# Document passage
⟨
# devil birds on the wall



## blueshooter (Oct 10, 2009)

Devil birds on the wall


----------



## TEX-O-BOB (Sep 12, 2007)

Nice piece. Who did the work?


----------



## blueshooter (Oct 10, 2009)

I did . . . Chris York that is 
Thanks for the compliment TEX


----------



## xxxxxxBirdDogger (Mar 7, 2008)

The one on the left looks especially natural to me. Chukar butt is usually the end I see of them.  

I'm very impressed, blueshooter. That's really cool that you made the art yourself.


----------



## TEX-O-BOB (Sep 12, 2007)

blueshooter said:


> I did . . . Chris York that is
> Thanks for the compliment TEX


Oh yaaaaa.... I forgot you is a taxidermy guy too!  My bad. Internet ambiguity strikes again.. Sorry.
⟩
# What you need to do
1. In the devil birds thread, translate this sentence into Spanish: "The one on the left looks especially natural to me."
2. Reproduce the part of the devil birds thread that opens with the words containing "The one on the" and closes with "the art yourself.".
3. Carry on the devil birds thread past its final post.

# Given information
⟨
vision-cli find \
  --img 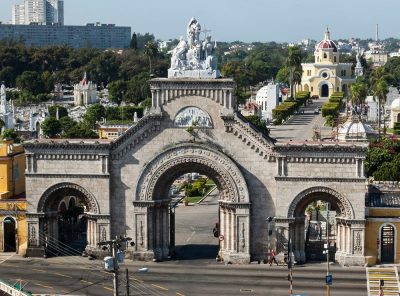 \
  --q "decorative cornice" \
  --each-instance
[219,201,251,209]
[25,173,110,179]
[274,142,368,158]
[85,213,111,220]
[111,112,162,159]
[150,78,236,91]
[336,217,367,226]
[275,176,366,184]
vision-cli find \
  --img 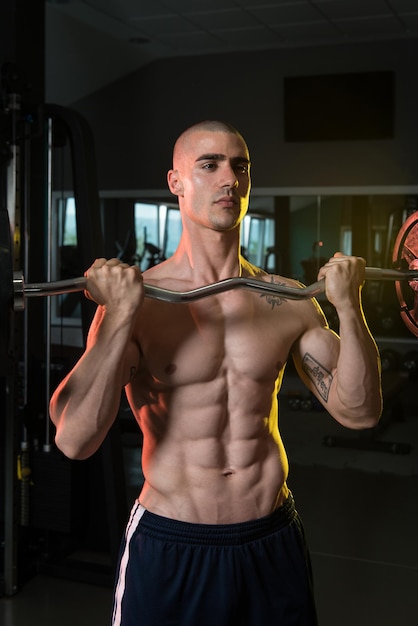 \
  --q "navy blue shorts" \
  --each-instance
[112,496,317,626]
⟩
⟨
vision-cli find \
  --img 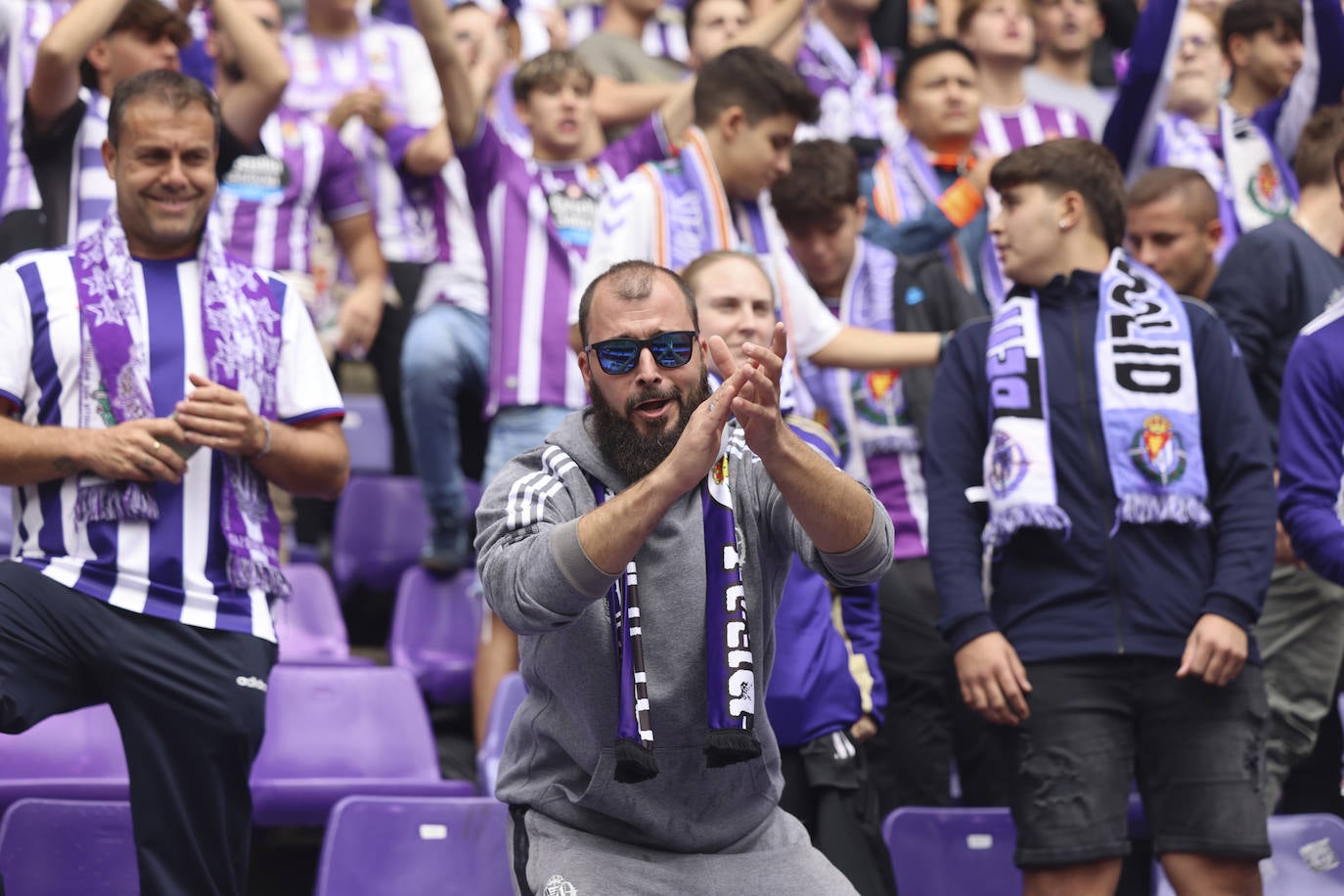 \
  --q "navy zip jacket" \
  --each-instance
⟩
# Exercise answers
1. El de la izquierda me parece especialmente natural.

2.
The one on the left looks especially natural to me. Chukar butt is usually the end I see of them.  

I'm very impressed, blueshooter. That's really cool that you made the art yourself.

3.
Like BirdDogger I too like the one on the left. Very nice smooth bird. The rocky outcropping habitat is sweet too.


----------



## pheaz (Feb 11, 2011)

Very nice work how much would you charge to repeat this work?


----------



## JuddCT (Sep 7, 2007)

pheaz said:


> Very nice work how much would you charge to repeat this work?


+1 I too would like to know.


----------



## duneman101 (Nov 6, 2009)

i like the eye on that one on the point, really says devil bird to me.


----------



## blueshooter (Oct 10, 2009)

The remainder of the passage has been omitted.